Source data:
● ● ● ●

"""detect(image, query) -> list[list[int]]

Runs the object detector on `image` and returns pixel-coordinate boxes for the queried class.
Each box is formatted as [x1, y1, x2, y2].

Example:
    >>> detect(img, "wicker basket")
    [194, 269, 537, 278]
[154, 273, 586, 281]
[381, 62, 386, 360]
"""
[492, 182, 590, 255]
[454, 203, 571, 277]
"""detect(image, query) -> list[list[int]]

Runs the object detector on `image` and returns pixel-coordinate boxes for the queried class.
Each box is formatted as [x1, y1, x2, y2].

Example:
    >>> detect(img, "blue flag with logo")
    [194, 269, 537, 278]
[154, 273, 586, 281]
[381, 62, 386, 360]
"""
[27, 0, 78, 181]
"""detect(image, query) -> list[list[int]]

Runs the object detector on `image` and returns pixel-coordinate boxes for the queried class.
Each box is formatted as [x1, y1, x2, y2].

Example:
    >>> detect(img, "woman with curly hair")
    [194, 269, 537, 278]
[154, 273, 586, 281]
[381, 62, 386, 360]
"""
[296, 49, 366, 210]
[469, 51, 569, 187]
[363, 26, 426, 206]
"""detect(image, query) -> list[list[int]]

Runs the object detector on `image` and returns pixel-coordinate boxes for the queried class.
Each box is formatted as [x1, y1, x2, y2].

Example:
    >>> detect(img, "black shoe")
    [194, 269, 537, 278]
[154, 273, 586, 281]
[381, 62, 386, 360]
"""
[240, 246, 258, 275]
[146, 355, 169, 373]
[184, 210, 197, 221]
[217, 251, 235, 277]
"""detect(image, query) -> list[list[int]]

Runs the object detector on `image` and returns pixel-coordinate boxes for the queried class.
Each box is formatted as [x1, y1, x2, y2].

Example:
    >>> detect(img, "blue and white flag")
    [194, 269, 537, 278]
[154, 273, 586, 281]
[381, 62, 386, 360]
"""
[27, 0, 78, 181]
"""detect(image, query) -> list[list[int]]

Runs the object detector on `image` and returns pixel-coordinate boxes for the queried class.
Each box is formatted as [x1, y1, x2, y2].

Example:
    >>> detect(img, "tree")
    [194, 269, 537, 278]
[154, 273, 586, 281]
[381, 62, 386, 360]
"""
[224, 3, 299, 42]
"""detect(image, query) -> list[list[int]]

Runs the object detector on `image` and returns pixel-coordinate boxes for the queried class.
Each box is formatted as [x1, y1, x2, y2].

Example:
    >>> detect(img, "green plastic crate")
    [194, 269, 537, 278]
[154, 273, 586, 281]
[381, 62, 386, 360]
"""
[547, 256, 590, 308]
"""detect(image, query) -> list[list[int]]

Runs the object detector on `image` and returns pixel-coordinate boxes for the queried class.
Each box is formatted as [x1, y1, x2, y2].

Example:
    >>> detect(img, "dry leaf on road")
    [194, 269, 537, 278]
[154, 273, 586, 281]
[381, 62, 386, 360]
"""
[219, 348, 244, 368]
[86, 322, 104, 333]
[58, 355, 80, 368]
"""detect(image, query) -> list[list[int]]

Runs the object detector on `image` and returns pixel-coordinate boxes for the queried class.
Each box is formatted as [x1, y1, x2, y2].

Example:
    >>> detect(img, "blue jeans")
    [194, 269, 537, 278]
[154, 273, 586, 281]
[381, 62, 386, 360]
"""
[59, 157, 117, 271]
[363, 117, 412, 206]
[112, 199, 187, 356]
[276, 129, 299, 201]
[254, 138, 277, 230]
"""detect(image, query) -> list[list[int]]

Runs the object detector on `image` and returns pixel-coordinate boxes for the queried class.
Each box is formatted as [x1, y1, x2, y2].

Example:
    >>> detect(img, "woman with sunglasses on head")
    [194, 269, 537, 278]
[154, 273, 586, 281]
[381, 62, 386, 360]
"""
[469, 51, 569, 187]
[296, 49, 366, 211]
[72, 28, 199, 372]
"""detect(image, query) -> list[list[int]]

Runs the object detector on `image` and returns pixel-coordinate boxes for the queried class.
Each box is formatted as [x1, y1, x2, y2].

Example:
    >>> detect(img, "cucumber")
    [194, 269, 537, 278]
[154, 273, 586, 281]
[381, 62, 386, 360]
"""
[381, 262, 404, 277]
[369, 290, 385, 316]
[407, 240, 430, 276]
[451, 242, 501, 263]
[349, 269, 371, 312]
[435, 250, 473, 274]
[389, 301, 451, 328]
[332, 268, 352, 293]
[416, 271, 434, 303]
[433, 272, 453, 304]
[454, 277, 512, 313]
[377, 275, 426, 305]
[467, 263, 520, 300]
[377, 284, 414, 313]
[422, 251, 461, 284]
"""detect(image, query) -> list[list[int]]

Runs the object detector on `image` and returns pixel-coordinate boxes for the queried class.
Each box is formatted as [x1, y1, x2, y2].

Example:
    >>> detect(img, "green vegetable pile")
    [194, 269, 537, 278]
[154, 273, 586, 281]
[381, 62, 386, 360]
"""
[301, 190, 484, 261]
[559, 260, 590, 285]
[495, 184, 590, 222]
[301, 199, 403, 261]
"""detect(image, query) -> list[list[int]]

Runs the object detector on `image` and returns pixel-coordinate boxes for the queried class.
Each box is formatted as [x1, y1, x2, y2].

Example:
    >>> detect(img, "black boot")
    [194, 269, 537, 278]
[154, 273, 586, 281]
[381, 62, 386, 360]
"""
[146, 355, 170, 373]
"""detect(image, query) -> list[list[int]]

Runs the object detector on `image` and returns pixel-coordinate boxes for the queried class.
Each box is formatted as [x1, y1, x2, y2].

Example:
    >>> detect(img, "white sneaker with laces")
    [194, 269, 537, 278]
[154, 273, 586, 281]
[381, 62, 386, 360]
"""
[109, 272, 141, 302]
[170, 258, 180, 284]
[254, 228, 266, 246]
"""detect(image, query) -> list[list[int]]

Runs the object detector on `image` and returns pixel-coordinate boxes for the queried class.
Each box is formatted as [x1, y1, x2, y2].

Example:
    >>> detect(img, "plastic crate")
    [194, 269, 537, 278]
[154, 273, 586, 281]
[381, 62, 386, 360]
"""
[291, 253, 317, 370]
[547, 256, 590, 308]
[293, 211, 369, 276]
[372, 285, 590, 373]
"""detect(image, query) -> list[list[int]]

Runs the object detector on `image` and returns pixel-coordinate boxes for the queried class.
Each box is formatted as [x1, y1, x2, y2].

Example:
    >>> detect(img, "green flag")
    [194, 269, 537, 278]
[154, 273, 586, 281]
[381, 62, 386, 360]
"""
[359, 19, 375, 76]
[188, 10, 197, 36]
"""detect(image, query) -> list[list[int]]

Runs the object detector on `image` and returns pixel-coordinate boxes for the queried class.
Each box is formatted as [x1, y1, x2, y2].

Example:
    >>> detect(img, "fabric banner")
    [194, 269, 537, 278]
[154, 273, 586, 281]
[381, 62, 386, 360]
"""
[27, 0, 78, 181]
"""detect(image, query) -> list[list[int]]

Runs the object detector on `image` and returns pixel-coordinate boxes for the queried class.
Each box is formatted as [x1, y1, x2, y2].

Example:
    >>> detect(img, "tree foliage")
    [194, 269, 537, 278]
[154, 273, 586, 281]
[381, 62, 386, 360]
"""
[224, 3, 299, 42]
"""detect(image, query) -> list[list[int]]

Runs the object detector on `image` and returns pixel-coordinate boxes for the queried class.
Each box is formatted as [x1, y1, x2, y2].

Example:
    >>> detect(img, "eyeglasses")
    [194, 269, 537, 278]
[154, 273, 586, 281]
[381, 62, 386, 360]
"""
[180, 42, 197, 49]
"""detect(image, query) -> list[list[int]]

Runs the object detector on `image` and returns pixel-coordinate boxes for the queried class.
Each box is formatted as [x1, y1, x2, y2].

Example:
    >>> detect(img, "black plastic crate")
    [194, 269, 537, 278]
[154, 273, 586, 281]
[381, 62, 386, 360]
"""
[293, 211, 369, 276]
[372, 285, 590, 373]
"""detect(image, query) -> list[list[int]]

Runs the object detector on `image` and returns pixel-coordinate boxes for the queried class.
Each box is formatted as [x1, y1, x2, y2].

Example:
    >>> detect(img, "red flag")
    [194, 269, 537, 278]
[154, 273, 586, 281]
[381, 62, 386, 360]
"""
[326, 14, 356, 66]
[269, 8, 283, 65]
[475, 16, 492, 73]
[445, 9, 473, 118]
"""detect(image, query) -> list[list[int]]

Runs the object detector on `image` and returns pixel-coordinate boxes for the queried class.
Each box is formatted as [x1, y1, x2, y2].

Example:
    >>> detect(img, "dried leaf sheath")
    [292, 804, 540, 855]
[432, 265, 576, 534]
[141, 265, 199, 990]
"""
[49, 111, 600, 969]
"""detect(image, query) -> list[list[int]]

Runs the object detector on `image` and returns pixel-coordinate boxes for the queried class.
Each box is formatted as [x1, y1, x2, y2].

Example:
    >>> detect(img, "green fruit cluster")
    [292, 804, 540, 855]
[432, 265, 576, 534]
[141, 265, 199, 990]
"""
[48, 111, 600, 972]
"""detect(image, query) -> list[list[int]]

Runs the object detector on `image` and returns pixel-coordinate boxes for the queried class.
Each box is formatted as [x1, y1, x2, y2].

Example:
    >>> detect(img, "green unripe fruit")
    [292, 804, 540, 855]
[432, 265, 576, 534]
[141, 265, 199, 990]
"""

● ● ● ●

STATED PROBLEM:
Copy the material from its first line through the line with "[454, 203, 571, 277]", requests included, and shift every box coordinate in the answers by -73. Leave the numbers inside the requests and their sample outputs as they are.

FINISHED TASK:
"""detect(image, query) -> list[list[int]]

Runs the object detector on `image` and returns pixel-coordinate boxes for the queried class.
Each box is formatted as [x1, y1, x2, y2].

Example:
    >>> detect(img, "wicker basket")
    [194, 269, 537, 278]
[154, 273, 586, 281]
[381, 62, 386, 360]
"""
[419, 109, 517, 182]
[381, 130, 498, 204]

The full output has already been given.